## Action item
The response must consist of all the records, retyped exactly.

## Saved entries

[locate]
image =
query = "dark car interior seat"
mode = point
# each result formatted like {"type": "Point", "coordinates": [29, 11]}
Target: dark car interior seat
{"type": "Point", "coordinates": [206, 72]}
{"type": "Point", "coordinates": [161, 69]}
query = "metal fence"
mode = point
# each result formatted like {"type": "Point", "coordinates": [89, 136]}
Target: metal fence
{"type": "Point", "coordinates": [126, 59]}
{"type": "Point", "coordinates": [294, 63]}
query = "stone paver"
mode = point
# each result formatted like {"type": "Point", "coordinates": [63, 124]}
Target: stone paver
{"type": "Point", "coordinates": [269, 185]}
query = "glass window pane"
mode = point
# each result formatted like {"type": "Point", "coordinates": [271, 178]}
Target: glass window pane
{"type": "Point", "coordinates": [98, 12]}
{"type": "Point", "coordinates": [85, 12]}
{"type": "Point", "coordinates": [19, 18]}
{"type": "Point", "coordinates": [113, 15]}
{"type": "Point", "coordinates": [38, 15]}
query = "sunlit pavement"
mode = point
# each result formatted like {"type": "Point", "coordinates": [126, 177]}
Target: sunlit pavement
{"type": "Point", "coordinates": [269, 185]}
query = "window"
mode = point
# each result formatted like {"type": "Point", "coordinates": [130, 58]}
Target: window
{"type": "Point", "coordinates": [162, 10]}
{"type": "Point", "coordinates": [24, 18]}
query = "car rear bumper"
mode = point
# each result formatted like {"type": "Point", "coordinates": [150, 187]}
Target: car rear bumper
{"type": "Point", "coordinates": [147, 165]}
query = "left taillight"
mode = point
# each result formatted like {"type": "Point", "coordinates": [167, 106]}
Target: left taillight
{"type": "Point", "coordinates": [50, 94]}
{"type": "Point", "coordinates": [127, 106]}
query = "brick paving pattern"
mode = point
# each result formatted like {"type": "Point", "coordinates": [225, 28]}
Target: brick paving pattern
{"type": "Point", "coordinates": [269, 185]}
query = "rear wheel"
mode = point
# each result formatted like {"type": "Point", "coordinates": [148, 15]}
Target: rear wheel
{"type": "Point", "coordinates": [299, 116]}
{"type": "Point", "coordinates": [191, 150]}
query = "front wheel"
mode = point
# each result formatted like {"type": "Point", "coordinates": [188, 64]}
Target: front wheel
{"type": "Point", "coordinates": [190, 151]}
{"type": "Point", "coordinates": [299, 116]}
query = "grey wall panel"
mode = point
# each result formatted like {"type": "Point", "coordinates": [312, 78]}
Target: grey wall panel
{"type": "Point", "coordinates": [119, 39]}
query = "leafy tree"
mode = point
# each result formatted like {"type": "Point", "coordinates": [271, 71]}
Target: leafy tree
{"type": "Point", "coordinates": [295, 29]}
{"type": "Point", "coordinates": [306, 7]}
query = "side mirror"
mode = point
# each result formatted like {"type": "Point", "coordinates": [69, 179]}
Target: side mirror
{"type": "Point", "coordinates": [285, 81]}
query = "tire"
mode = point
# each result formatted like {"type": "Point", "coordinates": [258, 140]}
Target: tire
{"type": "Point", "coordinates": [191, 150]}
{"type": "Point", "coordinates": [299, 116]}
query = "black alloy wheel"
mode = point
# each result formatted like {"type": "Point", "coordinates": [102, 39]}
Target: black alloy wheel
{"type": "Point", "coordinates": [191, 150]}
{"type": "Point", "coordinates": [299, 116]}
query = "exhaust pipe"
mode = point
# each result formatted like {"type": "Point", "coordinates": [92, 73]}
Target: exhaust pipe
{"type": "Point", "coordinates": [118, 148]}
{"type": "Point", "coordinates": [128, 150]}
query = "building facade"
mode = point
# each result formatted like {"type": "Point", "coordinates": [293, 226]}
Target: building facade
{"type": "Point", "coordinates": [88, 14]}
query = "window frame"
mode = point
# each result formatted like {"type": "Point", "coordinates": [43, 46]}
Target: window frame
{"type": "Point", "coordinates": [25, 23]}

## Output below
[locate]
image =
query = "dark car interior seat"
mode = point
# each result formatted like {"type": "Point", "coordinates": [29, 11]}
Target: dark car interior seat
{"type": "Point", "coordinates": [206, 72]}
{"type": "Point", "coordinates": [161, 69]}
query = "metal fence"
mode = point
# each result formatted like {"type": "Point", "coordinates": [89, 136]}
Target: metal fence
{"type": "Point", "coordinates": [126, 59]}
{"type": "Point", "coordinates": [294, 63]}
query = "stone paver"
mode = point
# each result formatted like {"type": "Point", "coordinates": [63, 124]}
Target: stone paver
{"type": "Point", "coordinates": [269, 185]}
query = "glass window pane"
mode = point
# each result formatted like {"type": "Point", "coordinates": [271, 178]}
Target: glass window pane
{"type": "Point", "coordinates": [98, 12]}
{"type": "Point", "coordinates": [85, 12]}
{"type": "Point", "coordinates": [19, 18]}
{"type": "Point", "coordinates": [113, 15]}
{"type": "Point", "coordinates": [38, 15]}
query = "sunlit pavement"
mode = point
# each result formatted like {"type": "Point", "coordinates": [126, 177]}
Target: sunlit pavement
{"type": "Point", "coordinates": [269, 185]}
query = "window"
mode = point
# each result formatted like {"type": "Point", "coordinates": [130, 58]}
Target: window
{"type": "Point", "coordinates": [162, 10]}
{"type": "Point", "coordinates": [24, 18]}
query = "car rear bumper"
mode = point
# each result formatted like {"type": "Point", "coordinates": [150, 187]}
Target: car rear bumper
{"type": "Point", "coordinates": [147, 165]}
query = "left taillight"
mode = point
# each result formatted like {"type": "Point", "coordinates": [167, 106]}
Target: left taillight
{"type": "Point", "coordinates": [50, 94]}
{"type": "Point", "coordinates": [127, 106]}
query = "brick paving pattern"
mode = point
# each result formatted like {"type": "Point", "coordinates": [225, 28]}
Target: brick paving pattern
{"type": "Point", "coordinates": [269, 185]}
query = "rear wheel"
mode = point
# each result formatted like {"type": "Point", "coordinates": [148, 15]}
Target: rear wheel
{"type": "Point", "coordinates": [299, 116]}
{"type": "Point", "coordinates": [191, 150]}
query = "front wheel"
mode = point
# each result formatted like {"type": "Point", "coordinates": [188, 64]}
Target: front wheel
{"type": "Point", "coordinates": [190, 151]}
{"type": "Point", "coordinates": [299, 116]}
query = "grey wall panel"
mode = point
# each result formatted like {"type": "Point", "coordinates": [312, 78]}
Target: grey wall panel
{"type": "Point", "coordinates": [119, 39]}
query = "leafy tree"
mode = point
# each result formatted like {"type": "Point", "coordinates": [271, 71]}
Target: leafy tree
{"type": "Point", "coordinates": [295, 29]}
{"type": "Point", "coordinates": [306, 7]}
query = "side mirror"
mode = point
# each result formatted like {"type": "Point", "coordinates": [69, 179]}
Target: side mirror
{"type": "Point", "coordinates": [285, 81]}
query = "tire"
mode = point
# each result formatted like {"type": "Point", "coordinates": [258, 140]}
Target: tire
{"type": "Point", "coordinates": [191, 150]}
{"type": "Point", "coordinates": [299, 116]}
query = "black alloy wheel"
mode = point
# each result formatted like {"type": "Point", "coordinates": [102, 39]}
Target: black alloy wheel
{"type": "Point", "coordinates": [191, 150]}
{"type": "Point", "coordinates": [299, 116]}
query = "exhaust pipe"
mode = point
# each result formatted like {"type": "Point", "coordinates": [92, 73]}
Target: exhaust pipe
{"type": "Point", "coordinates": [118, 148]}
{"type": "Point", "coordinates": [128, 150]}
query = "building facade"
mode = point
# each result formatted like {"type": "Point", "coordinates": [293, 226]}
Target: building facade
{"type": "Point", "coordinates": [88, 14]}
query = "window frame"
mode = point
# each result formatted like {"type": "Point", "coordinates": [43, 46]}
Target: window frame
{"type": "Point", "coordinates": [25, 23]}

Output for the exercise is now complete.